§ **Tarea planteada a**: Indica si cada afirmación coincide con el texto dado que aparece más abajo, respondiendo sí o no y citando literalmente las palabras del texto que lo deciden: (i) La Nena sale vestida con un traje blanco y muy corto. (ii) El texto afirma que la mímica admitida es española. (iii) En la parte final, la Nena bebe cañas de manzanilla antes de empezar un zapateado.

Después que las boleras han terminado su paso, que está bastante bien dispuesto y tiene figuras graciosas, aparece al fin la Nena. La Nena, tan airosa como siempre, tan ligera, tan esbelta, rebosando gracia, derramando sal, pero, ¡oh, dolor! inficionada de la manía común, vestida poco más o menos como una de esas hadas o sílfides de los bailes franceses. Un traje blanco, todo blanco, muy corto, muy hueco, con muchas gasas, muchas cintas y tules; he aquí su toilette, que toilette debemos llamarle.

Después de una corta escena de mímica, comienza un ole un sí es no es disfrazado, pero muy gracioso y movido con gracia. Decir con palabras lo que es el ole bailado por la Nena, es punto menos que imposible. Aun viéndola, no se comprende tanta ligereza, tanta desenvoltura, tanta exactitud en los pasos más difíciles. Cambia la decoración y lo que es habitación mezquina se transforma en calle […]

Lástima que en el paso mímico que tiene lugar en este cuadro segundo se recuerde más de lo que era de desear la mímica de las sílfides de la grande ópera; en vano se viste con apariencias flamencas; en su esencia, no lo es, y he aquí el inconveniente del argumento. El señor Moragas, el maestro que dispone el baile, no ha de inventar otra mímica, y la que se conoce, la admitida, es francesa, o mejor dicho italiana.

Salvo en el número final, donde la Nena recupera la esencia andaluza en su interpretación:

En este punto comienza lo mejor de la fiesta. La Nena se desembaraza de la mantilla, bebe algunas cañas de manzanilla a la salud de los presentes, y comienza un zapateado monísimo. […]

Al comenzar esta parte con que termina el espectáculo todo se olvida, todo lo hace olvidar aquella mujer con su rumbo, su trapío y su maravillosa e inconcebible agilidad; se olvidan las decoraciones, se olvidan los pasos mímicos, y los comparsas vestidos de color de ante y los arcos de boj del jardín y las estatuas y la toilette afrancesada que viste, porque ella sola es toda Andalucía, ella, que huye y vuelve, que se repliega sobre sí misma y se crece, que ahora da un desplante que levanta en peso, después una vuelta que aturde y fascina. Esa es la Nena, esa es la Nena, guardadora fiel de las tradiciones de Andalucía; de esas tradiciones que comienzan a perderse, de las que acaso en días no muy lejanos tal vez no quedará más que un recuerdo.

§ **Fragmentos de datos de cuadros delimitadores**:
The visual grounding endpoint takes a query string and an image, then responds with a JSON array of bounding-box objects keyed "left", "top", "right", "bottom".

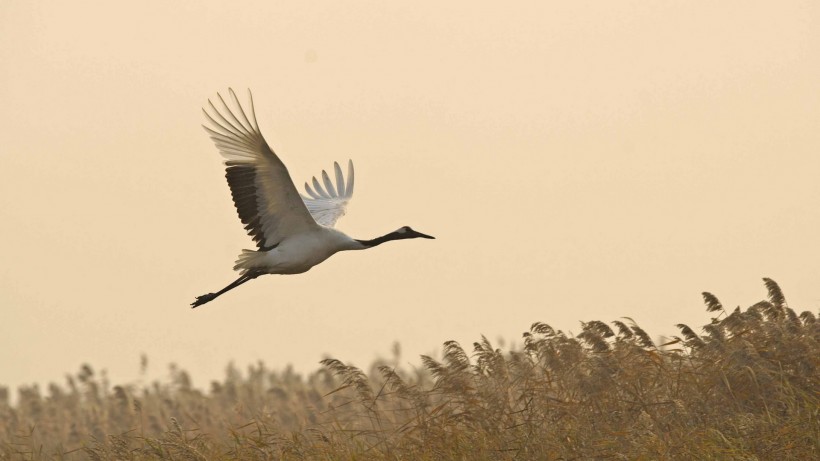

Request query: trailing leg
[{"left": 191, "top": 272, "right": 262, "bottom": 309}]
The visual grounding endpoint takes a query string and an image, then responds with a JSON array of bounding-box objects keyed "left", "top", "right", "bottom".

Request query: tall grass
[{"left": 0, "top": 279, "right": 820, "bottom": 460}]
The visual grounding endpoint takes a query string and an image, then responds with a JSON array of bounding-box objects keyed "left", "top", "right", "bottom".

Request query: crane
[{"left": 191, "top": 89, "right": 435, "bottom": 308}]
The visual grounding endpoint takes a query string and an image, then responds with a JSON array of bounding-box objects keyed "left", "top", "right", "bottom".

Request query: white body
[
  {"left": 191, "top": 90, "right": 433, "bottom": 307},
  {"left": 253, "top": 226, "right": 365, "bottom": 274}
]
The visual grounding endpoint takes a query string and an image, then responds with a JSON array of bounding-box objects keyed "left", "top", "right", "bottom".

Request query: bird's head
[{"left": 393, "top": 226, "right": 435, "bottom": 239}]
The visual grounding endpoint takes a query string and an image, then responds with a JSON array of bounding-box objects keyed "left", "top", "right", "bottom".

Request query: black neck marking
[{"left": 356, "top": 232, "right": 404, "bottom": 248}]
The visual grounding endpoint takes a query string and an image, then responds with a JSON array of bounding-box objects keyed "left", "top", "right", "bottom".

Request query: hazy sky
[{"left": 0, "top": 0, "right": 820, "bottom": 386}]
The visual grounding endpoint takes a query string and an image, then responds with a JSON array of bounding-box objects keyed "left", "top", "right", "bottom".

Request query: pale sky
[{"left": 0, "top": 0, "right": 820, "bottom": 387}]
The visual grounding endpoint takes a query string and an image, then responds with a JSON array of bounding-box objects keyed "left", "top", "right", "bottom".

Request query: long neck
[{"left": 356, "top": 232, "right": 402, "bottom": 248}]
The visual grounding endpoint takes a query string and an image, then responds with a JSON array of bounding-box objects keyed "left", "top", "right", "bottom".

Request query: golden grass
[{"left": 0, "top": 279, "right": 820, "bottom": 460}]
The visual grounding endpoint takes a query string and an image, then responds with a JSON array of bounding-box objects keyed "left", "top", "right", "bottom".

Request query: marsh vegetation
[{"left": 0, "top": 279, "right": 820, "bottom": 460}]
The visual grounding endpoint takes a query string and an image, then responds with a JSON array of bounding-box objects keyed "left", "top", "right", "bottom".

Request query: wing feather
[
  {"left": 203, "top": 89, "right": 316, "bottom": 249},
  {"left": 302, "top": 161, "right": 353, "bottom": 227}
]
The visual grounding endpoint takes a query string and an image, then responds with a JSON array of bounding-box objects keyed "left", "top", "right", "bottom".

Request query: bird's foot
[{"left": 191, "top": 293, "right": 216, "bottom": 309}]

§ **Tarea planteada b**: Muestra cada línea de los registros de arriba que contenga la palabra "bird", teniendo en cuenta mayúsculas y minúsculas.

§ **Respuesta completa a**:
(i) Sí: "Un traje blanco, todo blanco, muy corto, muy hueco, con muchas gasas, muchas cintas y tules".
(ii) No: "la que se conoce, la admitida, es francesa, o mejor dicho italiana".
(iii) Sí: "bebe algunas cañas de manzanilla a la salud de los presentes, y comienza un zapateado monísimo".

§ **Respuesta completa b**:
Request query: bird's head
Request query: bird's foot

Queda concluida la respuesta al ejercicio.